* [REQUIREMENTS]: Format all of the items below as a two-column CSV with the header row text,answer and one row per item. Put each item's text and its answer in separate quoted fields, and replace every line break inside a field with a space.

* [SUPPLIED RECORDS]:
--------

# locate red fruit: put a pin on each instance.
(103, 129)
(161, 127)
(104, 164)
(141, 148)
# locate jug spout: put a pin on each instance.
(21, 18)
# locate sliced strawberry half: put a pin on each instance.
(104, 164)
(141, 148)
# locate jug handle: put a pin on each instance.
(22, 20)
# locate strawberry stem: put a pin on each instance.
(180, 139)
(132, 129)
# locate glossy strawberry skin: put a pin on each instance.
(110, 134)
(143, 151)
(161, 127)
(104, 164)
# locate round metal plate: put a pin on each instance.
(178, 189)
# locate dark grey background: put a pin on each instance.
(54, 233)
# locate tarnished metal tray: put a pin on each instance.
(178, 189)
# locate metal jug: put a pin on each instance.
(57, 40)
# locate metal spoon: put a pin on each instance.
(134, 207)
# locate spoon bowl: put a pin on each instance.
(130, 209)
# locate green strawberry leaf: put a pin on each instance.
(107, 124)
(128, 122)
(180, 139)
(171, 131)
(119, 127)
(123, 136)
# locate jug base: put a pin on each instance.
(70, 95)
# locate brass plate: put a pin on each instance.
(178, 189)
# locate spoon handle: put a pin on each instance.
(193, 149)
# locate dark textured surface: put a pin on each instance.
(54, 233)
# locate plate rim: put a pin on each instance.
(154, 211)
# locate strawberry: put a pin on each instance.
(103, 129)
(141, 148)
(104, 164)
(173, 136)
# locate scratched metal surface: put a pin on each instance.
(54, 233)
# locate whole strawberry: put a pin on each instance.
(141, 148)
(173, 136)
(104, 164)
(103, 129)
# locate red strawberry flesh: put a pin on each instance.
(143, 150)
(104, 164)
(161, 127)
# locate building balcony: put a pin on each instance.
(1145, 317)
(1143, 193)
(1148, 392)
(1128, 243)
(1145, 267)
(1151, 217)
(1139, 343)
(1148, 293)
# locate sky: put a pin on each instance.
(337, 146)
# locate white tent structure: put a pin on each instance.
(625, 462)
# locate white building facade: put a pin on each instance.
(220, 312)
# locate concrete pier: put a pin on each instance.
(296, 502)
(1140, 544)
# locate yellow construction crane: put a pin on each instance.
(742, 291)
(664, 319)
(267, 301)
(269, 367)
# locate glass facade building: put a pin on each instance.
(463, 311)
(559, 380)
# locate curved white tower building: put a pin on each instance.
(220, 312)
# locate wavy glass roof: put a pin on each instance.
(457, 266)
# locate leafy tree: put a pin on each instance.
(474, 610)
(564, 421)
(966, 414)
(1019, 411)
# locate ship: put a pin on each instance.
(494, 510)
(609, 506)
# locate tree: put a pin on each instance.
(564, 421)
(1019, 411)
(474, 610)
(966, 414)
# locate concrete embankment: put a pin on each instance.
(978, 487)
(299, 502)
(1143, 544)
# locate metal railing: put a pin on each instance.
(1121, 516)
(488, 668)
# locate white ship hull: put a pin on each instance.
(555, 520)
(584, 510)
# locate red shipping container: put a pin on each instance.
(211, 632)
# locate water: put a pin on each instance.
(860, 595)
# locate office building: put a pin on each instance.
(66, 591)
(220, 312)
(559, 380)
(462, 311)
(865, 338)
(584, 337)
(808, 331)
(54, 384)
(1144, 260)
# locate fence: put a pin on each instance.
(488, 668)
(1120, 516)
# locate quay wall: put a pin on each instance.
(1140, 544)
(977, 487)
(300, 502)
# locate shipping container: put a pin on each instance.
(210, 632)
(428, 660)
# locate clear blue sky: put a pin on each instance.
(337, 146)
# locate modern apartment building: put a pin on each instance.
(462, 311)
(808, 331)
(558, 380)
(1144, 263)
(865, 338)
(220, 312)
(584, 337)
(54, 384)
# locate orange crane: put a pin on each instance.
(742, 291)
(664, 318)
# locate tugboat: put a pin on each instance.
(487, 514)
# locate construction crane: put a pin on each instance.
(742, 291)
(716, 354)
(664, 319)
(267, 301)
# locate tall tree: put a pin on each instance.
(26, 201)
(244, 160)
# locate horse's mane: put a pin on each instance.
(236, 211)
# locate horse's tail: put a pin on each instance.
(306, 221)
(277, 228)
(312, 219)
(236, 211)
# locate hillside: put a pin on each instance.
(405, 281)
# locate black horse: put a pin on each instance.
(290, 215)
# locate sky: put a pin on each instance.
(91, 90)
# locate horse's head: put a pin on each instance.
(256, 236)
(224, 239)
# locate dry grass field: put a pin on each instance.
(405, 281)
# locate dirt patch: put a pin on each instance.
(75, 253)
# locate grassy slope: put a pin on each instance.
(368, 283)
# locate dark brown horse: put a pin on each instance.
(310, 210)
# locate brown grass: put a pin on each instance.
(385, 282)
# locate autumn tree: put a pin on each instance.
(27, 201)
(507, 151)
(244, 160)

--------

* [RESPONSE FOR THIS EXERCISE]:
text,answer
"# locate red fruit: put a pin on each instance.","(103, 129) (161, 127) (104, 164) (141, 148)"
"# locate jug spout: put a pin on each instance.","(21, 18)"
"# locate sliced strawberry half: put a pin on each instance.","(104, 164) (141, 148)"
"# locate jug handle: put a pin on each instance.","(22, 20)"
"# locate strawberry stem: put a pin on each instance.","(180, 139) (132, 129)"
"# locate glossy strawberry skin: put a pin on each instance.","(110, 134) (143, 151) (161, 127) (104, 164)"
"# locate round metal plate: put a pin on each instance.","(178, 189)"
"# locate dark grey background: put a pin on each instance.","(54, 233)"
"# locate tarnished metal tray: put a pin on each instance.","(178, 189)"
"# locate metal jug: put a pin on each instance.","(57, 40)"
"# locate metal spoon: put a pin on each instance.","(134, 207)"
"# locate spoon bowl: put a pin on each instance.","(130, 209)"
"# locate green strawberry leaf: put a pin on each instance.","(107, 124) (128, 122) (180, 139) (171, 131) (119, 127) (123, 136)"
"# locate jug base: put a pin on each instance.","(70, 95)"
"# locate brass plate: put a pin on each instance.","(178, 189)"
"# locate spoon handle: put a pin on each instance.","(193, 149)"
"# locate dark textured surface: put a pin on each instance.","(54, 233)"
"# locate plate rim: put a pin on each instance.","(154, 211)"
"# locate strawberry: put a pin on each instance.","(103, 129) (141, 148) (104, 164) (173, 136)"
"# locate scratched metal surface: put a pin on each instance.","(54, 233)"
"# locate whole strawberry: put a pin on each instance.","(141, 148) (173, 136) (104, 164) (103, 129)"
"# locate red strawberry flesh: put a pin on each instance.","(143, 150) (104, 164) (161, 127)"
"# locate building balcony: put a pin on each instance.","(1145, 317) (1143, 193) (1148, 392) (1128, 243) (1145, 267) (1151, 217) (1139, 343) (1148, 293)"
"# locate sky: put a pin on each instance.","(337, 146)"
"# locate white tent structure: put a pin on each instance.","(625, 462)"
"# locate white building facade: put a pin on each instance.","(220, 312)"
"# locate concrete pier: put a pin on each instance.","(296, 502) (1140, 544)"
"# locate yellow construction crane: put a pin on each instance.","(742, 291) (664, 319) (267, 301) (269, 367)"
"# locate glass facade building: put a pin on each instance.","(463, 311) (559, 380)"
"# locate curved white tower building: put a pin on each instance.","(220, 312)"
"# locate wavy glass roof: put a pin on each instance.","(457, 266)"
"# locate leafy tree: put a pin on each instance.","(474, 610) (564, 421) (966, 414) (1019, 411)"
"# locate ship: put a pin on each instance.","(494, 510) (609, 506)"
"# locate tree: put a pin on each instance.","(564, 421) (1019, 411) (474, 610) (966, 414)"
"# locate concrete embankment: put a pin on each instance.","(978, 487) (299, 502) (1143, 544)"
"# locate metal railing: put a pin on each instance.","(1121, 516) (488, 668)"
"# locate white ship hull: put a pin on each instance.","(555, 520) (584, 510)"
"# locate red shipping container: put a pin on each instance.","(211, 632)"
"# locate water: put a pin on each instance.","(860, 595)"
"# locate office building: put a pin on each instance.","(66, 591) (220, 312) (559, 380) (462, 311) (865, 338) (584, 337) (808, 331) (54, 384) (1144, 260)"
"# locate fence: put a pin on each instance.","(488, 668) (1120, 516)"
"# locate quay wall: put a pin on each instance.","(1140, 544) (977, 487) (300, 502)"
"# locate shipping container: put a pin on each instance.","(210, 632) (428, 660)"
"# locate clear blue sky: put a pin on each instance.","(337, 146)"
"# locate modern apartment building: put a pin on each instance.","(462, 311) (808, 331) (558, 380) (1144, 263) (865, 338) (220, 312) (584, 337) (54, 384)"
"# locate orange crane: put a pin on each instance.","(742, 291) (664, 318)"
"# locate tugboat: put a pin on each instance.","(487, 514)"
"# locate construction crane: put a pin on each instance.","(742, 291) (716, 354) (664, 319) (267, 301)"
"# locate tall tree: put a pin on each instance.","(26, 201) (244, 160)"
"# locate horse's mane: put a pin on each instance.","(236, 211)"
"# locate horse's tail: put a pin on each instance.","(306, 221) (277, 228) (312, 219) (236, 211)"
"# locate hillside: put a pin on each instance.","(405, 281)"
"# locate black horse: put a pin on each instance.","(290, 215)"
"# locate sky: put a pin on each instance.","(91, 90)"
"# locate horse's head: put a pin on each instance.","(256, 236) (224, 239)"
"# locate dry grass field: put a pin on each instance.","(405, 281)"
"# locate dirt patch: put a pin on each instance.","(75, 253)"
"# locate grassy slope: put a pin on each instance.","(368, 283)"
"# locate dark brown horse: put a pin on each instance.","(310, 210)"
"# locate brown grass: put a pin on each instance.","(385, 282)"
"# locate autumn tree: put a pin on each instance.","(27, 201) (507, 151) (244, 160)"